— start —

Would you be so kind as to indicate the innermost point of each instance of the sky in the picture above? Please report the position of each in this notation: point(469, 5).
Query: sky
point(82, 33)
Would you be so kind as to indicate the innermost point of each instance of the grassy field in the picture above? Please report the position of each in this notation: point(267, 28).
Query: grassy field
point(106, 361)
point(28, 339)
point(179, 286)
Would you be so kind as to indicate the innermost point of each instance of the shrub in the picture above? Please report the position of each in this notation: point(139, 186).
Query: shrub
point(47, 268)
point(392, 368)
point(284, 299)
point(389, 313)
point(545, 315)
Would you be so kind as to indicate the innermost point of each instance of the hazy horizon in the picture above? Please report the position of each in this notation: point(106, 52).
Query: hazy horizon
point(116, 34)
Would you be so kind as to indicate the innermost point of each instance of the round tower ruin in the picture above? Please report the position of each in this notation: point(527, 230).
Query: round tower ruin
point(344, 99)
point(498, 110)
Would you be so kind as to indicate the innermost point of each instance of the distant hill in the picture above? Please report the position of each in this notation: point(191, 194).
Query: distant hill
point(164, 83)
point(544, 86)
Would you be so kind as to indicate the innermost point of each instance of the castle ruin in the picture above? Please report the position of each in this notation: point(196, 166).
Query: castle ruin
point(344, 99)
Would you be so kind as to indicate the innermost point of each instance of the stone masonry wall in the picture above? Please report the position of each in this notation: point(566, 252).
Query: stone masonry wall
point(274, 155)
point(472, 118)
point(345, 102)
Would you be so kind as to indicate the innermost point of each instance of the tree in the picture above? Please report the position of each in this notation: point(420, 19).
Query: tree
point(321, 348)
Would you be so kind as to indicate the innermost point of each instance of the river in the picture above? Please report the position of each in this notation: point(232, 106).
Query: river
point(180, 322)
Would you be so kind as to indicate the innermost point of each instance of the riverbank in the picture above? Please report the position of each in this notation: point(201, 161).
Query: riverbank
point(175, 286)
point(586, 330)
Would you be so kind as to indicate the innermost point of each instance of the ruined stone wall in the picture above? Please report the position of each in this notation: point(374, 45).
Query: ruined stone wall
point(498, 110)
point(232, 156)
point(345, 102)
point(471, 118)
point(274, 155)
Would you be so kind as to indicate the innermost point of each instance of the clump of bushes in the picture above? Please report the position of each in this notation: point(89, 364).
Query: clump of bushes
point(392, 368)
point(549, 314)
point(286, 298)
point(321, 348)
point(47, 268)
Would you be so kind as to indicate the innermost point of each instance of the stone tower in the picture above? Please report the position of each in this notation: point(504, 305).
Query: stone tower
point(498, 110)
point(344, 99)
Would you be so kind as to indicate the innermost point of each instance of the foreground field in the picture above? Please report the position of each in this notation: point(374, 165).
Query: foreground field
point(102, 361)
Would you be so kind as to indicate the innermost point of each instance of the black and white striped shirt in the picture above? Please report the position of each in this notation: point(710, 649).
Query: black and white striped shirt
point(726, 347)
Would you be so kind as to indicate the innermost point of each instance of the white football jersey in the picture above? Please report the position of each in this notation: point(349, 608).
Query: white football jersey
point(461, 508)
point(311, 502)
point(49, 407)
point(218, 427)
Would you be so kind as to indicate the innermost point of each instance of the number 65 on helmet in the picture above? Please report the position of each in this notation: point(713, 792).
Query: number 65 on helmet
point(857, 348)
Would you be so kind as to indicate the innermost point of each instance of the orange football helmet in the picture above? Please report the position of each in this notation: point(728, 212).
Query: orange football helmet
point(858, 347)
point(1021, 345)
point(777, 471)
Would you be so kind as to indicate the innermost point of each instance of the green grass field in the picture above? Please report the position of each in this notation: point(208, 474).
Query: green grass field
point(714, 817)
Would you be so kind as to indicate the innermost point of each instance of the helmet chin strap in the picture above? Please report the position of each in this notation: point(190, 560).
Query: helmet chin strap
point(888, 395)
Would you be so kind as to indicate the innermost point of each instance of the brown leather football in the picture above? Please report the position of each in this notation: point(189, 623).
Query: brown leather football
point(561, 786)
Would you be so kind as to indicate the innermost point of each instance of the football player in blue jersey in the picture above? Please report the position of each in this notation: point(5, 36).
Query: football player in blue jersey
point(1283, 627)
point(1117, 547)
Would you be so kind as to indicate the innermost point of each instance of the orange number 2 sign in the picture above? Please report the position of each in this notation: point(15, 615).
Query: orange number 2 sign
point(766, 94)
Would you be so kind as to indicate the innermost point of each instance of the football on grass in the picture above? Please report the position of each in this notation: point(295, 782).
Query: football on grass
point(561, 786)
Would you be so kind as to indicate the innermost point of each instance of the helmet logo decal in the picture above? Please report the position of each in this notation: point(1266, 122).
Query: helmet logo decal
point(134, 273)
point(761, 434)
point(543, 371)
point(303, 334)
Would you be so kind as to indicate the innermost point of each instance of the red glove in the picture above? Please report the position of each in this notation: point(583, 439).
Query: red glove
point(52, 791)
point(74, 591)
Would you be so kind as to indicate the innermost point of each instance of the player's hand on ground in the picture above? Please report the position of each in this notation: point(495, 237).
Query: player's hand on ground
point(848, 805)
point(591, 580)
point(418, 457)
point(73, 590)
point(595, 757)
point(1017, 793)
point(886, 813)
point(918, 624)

— end —

* _TASK GOAL_:
Rewrite the lines from the one containing "notation: point(201, 161)." through the one containing "point(777, 471)", both ends included, with the requests kept as they are. Shift every coordinate in the answer points by adding -120 to it, and leave the sample points in the requests unchanged.

* _SOLUTION_:
Would you be so kind as to indicate the innermost point of each instance of the riverbank in the picture above? Please report the position of each in this notation: point(201, 161).
Query: riverbank
point(55, 166)
point(466, 210)
Would you be so kind as to indicate the innermost point of each instance of the ruined stone wall in the picture above? Please report the position of each in this notation: point(374, 45).
Query: ruined stone wall
point(378, -10)
point(112, 36)
point(225, -18)
point(351, -2)
point(154, 35)
Would you be so kind as to indicate the innermost point of each instance of the clump of bushes in the picture above? Please report the position of each in this notation: point(89, 364).
Query: clump of bushes
point(272, 248)
point(429, 194)
point(166, 178)
point(201, 228)
point(-73, 148)
Would you be so kind as to indicate the innermost point of each instance of the stone tower in the picture above? Please report the position of each in this notation: point(504, 305).
Query: stone tower
point(378, -10)
point(224, -21)
Would you be so kind as to indicate the innermost point of each instance of the foreground field in the picture above? Please report the position of each in this notation: point(374, 165).
Query: foreground field
point(-18, 241)
Would you be so kind as to indicate the innermost point of each instance of the black and white striped shirt in the picture above? Please report the position of each in this notation: point(710, 649).
Query: black and white striped shirt
point(606, 227)
Would you be so kind as to indicate the innermost point of each instance of the white football jersey in the picture above? Please report the position of each in this notation: point(349, 608).
Query: white football jersey
point(341, 388)
point(191, 382)
point(-71, 287)
point(98, 307)
Would you be so kind as to indicate the innermost point of each instance of the number 65 on helmet in the picture above? Please report the position of each in this notation: point(713, 792).
Query: number 65 on helmet
point(737, 228)
Would you be so kind as to indicate the innermost point of each instance of the orange football helmet in the picture above? Please report the position of each in this notation: point(728, 212).
Query: orange football helmet
point(738, 227)
point(901, 225)
point(657, 351)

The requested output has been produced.